### [Tasks]
a – From the fall fishing text, reproduce the stretch from "Fall is an ideal" through "across the region." word for word.
b – List every specific kind of fish the fall fishing text names.

### [Text provided]
== Segment start ==

Sure, there is a nip in the air, but the crowds are gone, the sun is still shining most days — and most importantly, the fish are still there.

Fall is an ideal time for fishing in Central Oregon, as a bevy of river and lake opportunities remain for anglers before winter settles in across the region.

October is the perfect month to pursue steelhead on the Lower Deschutes near Maupin and Warm Springs, according to Rod French, a fisheries biologist for the Oregon Department of Fish and Wildlife based in The Dalles.

Fall chinook fishing is also at its peak near Sherars Falls on the Lower Deschutes, and that season remains open through Oct. 31.

“The fall chinook run is looking very strong,” French says. “We had a very strong run last year.”

For those anglers seeking trout and a shorter drive from Bend, myriad opportunities remain in October.

Deschutes River upstream of Bend

During the fall, the section of the Deschutes River just below Benham Falls can offer productive fly-fishing for anglers looking to land rainbow trout, brown trout and whitefish. And anglers can often have the water virtually to themselves.

The river above Benham Falls closed to fishing on Sept. 30, but the section from Benham Falls downstream to Bend remains open year-round and offers incredible scenery in addition to the angling.

== Segment end ==

### [Data for review]
== Segment start ==

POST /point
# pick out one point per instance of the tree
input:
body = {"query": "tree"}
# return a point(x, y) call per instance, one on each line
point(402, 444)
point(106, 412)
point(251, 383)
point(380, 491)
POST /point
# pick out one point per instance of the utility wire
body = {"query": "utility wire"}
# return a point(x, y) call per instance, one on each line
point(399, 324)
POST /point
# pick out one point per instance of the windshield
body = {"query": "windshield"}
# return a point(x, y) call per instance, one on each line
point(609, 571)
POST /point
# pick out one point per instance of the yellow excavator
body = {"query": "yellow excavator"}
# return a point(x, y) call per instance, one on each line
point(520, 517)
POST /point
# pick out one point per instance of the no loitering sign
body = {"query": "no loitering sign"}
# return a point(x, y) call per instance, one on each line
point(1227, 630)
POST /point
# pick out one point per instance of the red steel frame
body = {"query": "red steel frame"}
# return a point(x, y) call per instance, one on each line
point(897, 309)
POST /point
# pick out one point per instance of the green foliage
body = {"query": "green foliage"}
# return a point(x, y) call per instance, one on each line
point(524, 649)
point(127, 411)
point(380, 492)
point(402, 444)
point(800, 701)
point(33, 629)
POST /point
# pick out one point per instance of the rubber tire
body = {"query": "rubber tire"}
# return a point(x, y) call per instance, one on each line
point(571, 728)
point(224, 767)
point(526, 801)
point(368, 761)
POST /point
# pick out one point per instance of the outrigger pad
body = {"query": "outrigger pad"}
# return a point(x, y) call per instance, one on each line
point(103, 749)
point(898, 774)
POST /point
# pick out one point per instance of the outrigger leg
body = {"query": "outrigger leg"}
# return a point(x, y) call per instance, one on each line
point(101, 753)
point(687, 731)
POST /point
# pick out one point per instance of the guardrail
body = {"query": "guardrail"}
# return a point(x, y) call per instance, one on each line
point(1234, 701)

== Segment end ==

### [Results of the tasks]
a –
Fall is an ideal time for fishing in Central Oregon, as a bevy of river and lake opportunities remain for anglers before winter settles in across the region.

b – steelhead, fall chinook, rainbow trout, brown trout, whitefish